Sunday, 6 January 2013

Puff Pastry Month - the basic puff pastry recipe

Welcome to Puff Pastry Month!

Puff pastry

I’m going to try and persuade everyone that making puff pastry at home is neither too difficult nor too time consuming for the average person. On top of that, making puff pastry is actually really fun (if you’re like me, which I suspect some people are not).

I will admit that the number of stages to this recipe does make it seem a bit daunting at first, but you can easily fit it in around your day. the recipe suggests 30 minutes resting time in the fridge after each stage, but I normally leave it for an hour or two which means I can go the gym or do the shopping etc. between each stage. You can even leave it overnight and spread it out over a few days, as the pastry will keep in the fridge for up to a week.

Another useful thing about making your own pastry is that you can make one big batch and then cut it up into smaller bits and freeze it. Then you can just take out however much you need from the freezer.

Below is the basic puff pastry recipe that can be used for both sweet and savoury pies or tarts. I will also be making chocolate puff pastry and rough puff pastry later on this month, and will be providing recipes with which to use each of them.

Items from a data source:

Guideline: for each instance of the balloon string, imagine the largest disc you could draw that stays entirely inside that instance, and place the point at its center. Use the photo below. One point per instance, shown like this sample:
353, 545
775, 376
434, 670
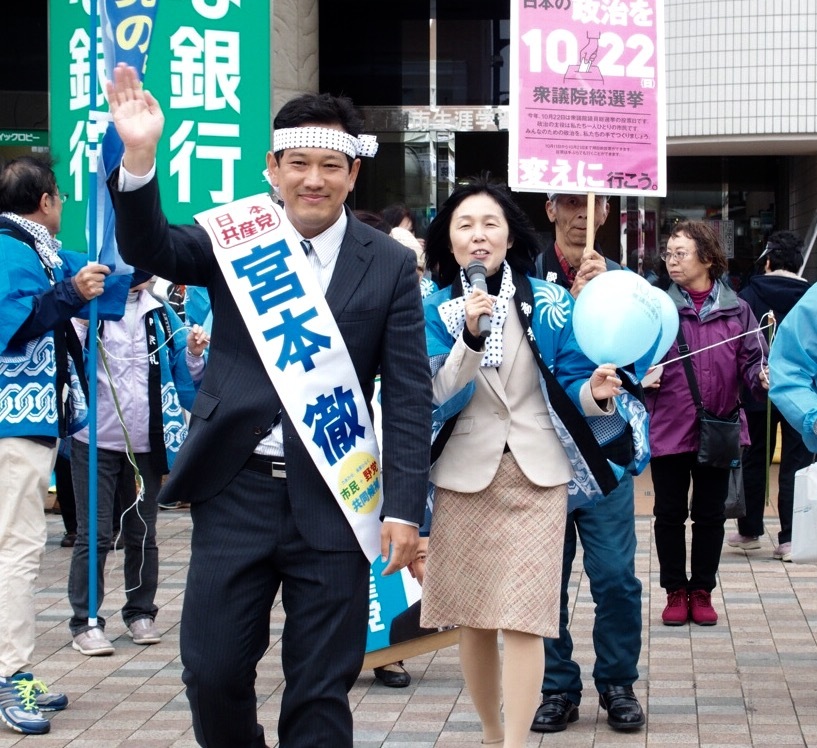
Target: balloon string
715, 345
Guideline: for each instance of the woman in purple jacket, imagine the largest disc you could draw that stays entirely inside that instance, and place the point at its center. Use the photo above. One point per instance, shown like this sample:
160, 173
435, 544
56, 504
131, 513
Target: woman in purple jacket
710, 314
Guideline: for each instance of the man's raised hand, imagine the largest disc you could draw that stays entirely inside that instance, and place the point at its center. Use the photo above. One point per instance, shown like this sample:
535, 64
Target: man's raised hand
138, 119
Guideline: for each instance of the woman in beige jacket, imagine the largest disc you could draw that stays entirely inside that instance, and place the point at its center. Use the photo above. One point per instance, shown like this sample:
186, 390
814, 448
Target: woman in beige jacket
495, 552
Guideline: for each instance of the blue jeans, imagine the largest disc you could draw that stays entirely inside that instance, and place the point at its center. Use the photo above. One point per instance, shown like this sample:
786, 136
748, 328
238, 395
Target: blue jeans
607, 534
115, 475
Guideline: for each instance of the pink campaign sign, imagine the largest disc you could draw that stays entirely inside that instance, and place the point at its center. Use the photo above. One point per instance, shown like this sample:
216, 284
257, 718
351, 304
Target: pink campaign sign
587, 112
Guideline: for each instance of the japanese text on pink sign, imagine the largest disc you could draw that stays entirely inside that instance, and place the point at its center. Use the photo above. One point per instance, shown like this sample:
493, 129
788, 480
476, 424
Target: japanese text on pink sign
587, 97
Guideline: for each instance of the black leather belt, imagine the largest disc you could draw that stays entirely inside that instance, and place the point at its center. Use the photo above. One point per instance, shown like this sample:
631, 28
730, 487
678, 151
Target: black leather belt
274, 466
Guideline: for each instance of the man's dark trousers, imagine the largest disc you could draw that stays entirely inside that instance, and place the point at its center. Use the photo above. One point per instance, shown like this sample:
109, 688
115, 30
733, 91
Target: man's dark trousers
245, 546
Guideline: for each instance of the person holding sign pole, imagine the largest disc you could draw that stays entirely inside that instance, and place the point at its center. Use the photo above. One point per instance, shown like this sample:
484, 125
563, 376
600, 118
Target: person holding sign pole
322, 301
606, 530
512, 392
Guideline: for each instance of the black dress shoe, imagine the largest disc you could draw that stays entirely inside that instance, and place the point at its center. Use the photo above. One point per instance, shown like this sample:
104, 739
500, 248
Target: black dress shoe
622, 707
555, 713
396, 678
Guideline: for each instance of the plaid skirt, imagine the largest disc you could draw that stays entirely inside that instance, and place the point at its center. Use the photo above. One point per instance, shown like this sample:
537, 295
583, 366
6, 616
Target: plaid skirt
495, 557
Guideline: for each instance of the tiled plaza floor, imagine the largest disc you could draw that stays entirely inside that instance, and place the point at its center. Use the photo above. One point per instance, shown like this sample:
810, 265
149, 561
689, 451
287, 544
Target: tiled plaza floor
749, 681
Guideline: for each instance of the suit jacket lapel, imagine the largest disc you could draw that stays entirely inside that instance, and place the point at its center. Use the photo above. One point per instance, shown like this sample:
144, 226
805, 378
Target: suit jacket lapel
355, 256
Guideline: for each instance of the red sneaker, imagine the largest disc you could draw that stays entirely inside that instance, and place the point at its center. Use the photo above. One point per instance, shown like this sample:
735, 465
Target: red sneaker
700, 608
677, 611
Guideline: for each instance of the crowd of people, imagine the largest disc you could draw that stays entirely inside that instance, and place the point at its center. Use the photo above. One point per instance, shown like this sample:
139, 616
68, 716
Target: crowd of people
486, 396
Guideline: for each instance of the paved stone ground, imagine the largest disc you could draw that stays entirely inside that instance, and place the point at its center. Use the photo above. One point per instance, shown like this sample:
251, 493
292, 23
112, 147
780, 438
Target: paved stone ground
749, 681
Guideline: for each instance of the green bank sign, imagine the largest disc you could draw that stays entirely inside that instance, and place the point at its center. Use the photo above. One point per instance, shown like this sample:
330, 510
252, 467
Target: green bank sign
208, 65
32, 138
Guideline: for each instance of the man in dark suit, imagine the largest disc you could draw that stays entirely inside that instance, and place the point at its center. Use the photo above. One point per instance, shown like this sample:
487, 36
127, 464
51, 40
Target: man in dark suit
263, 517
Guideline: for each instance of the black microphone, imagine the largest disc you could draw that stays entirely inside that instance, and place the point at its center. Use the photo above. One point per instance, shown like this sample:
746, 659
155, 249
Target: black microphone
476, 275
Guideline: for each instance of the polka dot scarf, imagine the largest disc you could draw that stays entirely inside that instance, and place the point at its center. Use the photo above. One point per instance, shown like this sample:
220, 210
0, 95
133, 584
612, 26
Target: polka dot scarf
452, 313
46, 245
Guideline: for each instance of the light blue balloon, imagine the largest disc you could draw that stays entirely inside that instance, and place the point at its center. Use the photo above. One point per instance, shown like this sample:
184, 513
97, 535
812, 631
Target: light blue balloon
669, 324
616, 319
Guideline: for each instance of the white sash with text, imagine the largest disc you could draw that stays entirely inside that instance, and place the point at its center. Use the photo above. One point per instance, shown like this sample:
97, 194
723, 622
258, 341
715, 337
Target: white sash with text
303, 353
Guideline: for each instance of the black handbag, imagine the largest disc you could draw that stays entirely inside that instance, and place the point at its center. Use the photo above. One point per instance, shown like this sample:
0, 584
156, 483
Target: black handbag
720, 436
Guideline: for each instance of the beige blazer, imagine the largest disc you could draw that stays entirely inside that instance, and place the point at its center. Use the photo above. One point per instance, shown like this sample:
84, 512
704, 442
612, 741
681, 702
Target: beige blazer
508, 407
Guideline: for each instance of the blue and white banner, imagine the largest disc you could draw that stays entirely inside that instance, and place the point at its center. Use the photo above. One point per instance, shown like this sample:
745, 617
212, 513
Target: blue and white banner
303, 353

■ What to produce ■
From the puff pastry text, output everything from "I’m going to" down to "people are not).", copied word for word.

■ Answer to the exercise ■
I’m going to try and persuade everyone that making puff pastry at home is neither too difficult nor too time consuming for the average person. On top of that, making puff pastry is actually really fun (if you’re like me, which I suspect some people are not).